*** SELECTED EXCERPT ***

There’s more than you think to cleaning and butchering that big game animal. To get the maximum out of the meat, my suggestion is to hire a butcher prior to the hunt. It’s not as simple as taking a knife and cutting up your successful harvest.
Number one, aging that meat is most important. Once the animal has been properly stripped of its hide, it should be hung for at least one week (two is better) in an ideal temperature under 10 C, or, better still, at 2 C. This should be done as soon as possible. Keeping the animal in its hide and in warm air will hasten the meat going bad. It can be frozen in proper meat paper, or by a small investment in a food safe freezer bag. Either will keep the meat much longer in the freezer.
The spread of disease
We are fortunate (so far) to say we haven’t seen the spread of chronic wasting disease (CWD) in our deer family, but it is spreading fast across North America and in a number of Asian countries. In 2018, CWD was found in tested elk in Saskatchewan and Alberta. More recently, it was tested positive on a Quebec deer farm.
CWD spreads through the nervous system in deer and has been recognized as one of the deer’s decline where the disease has been found. It’s spread through “prions.” It can be secreted through the deer family (elk, caribou) when the animal is eating grass in a contaminated soil area, and spread through saliva and urine. Once the animal has been contaminated, chances are it will die in less than a couple months.

*** End of SELECTED EXCERPT ***

◆ **BRIEF 1**:
Answer these questions from the piece on butchering big game and chronic wasting disease:
(a) For at least how long should a skinned animal be hung to age the meat?
(b) In what year was CWD found in tested elk in Saskatchewan and Alberta?
(c) Besides contaminated soil, through what two bodily fluids can CWD spread?
◆ **BRIEF 2**: Write the next part of the piece on butchering big game and chronic wasting disease, beginning right after its final sentence.

*** EXTRACTED ENTRIES ***

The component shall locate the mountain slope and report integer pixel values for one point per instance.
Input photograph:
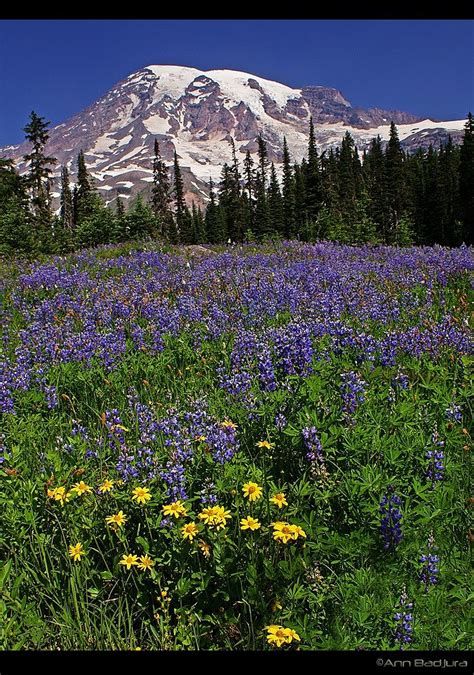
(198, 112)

*** End of EXTRACTED ENTRIES ***
*** EXTRACTED ENTRIES ***

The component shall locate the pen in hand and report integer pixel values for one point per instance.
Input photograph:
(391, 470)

*** End of EXTRACTED ENTRIES ***
*** EXTRACTED ENTRIES ***

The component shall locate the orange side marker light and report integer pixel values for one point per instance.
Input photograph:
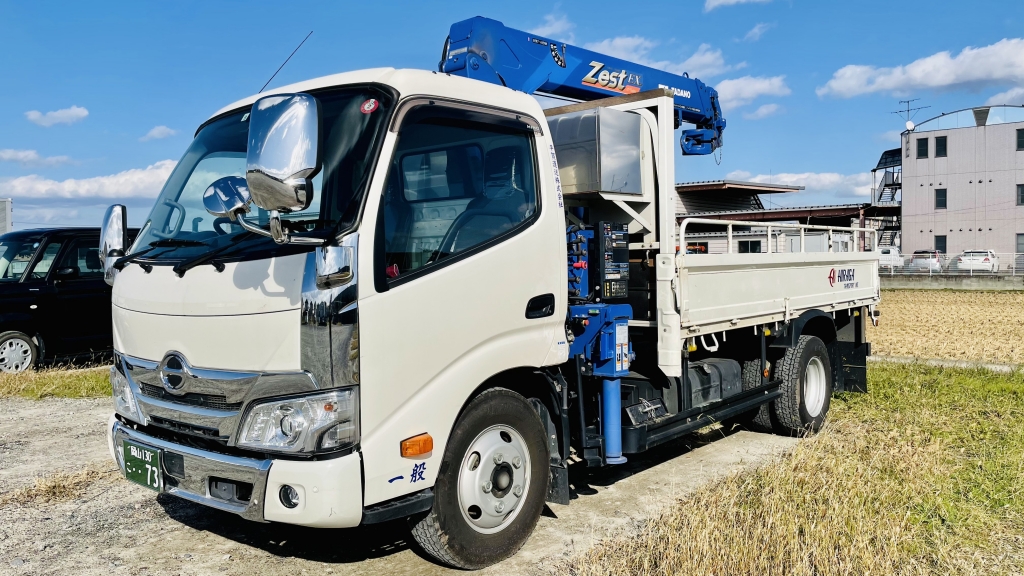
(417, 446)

*** End of EXTRACTED ENTRIES ***

◆ **FINAL ANSWER 1**:
(a) At least one week, though two weeks is better.
(b) 2018.
(c) Saliva and urine.

◆ **FINAL ANSWER 2**:
An animal contaminated with CWD will show a lack of coordination, loss of weight and a general deterioration of the body. Once contaminated, the animal often dies in less than a couple months. There has not been any connection of the disease CWD being spread from animal to humans to date, but caution has been advised as, due to the disease on an increase from animal to animal, the potential of the CWD becomes more possible. It should be pointed out that other prion diseases from big game animals can affect humans. Extra caution should be taken when handling wild meats, especially in field dressing and actual butchering.
Normal everyday washing of knives will not always remove infectious prions. CWD prions and other disease-like prions adhere to stainless steel and could contaminate knives, saws, etc. used in the cutting of meats. One of the best ways to clean your butchering knives is by soaking them in bleach. Hunters who persist in carving out their own harvested wild animals should pay strict attention to the cleaning of all equipment used to do so. This helps prevent other such diseases from forming on their butchering knifeware.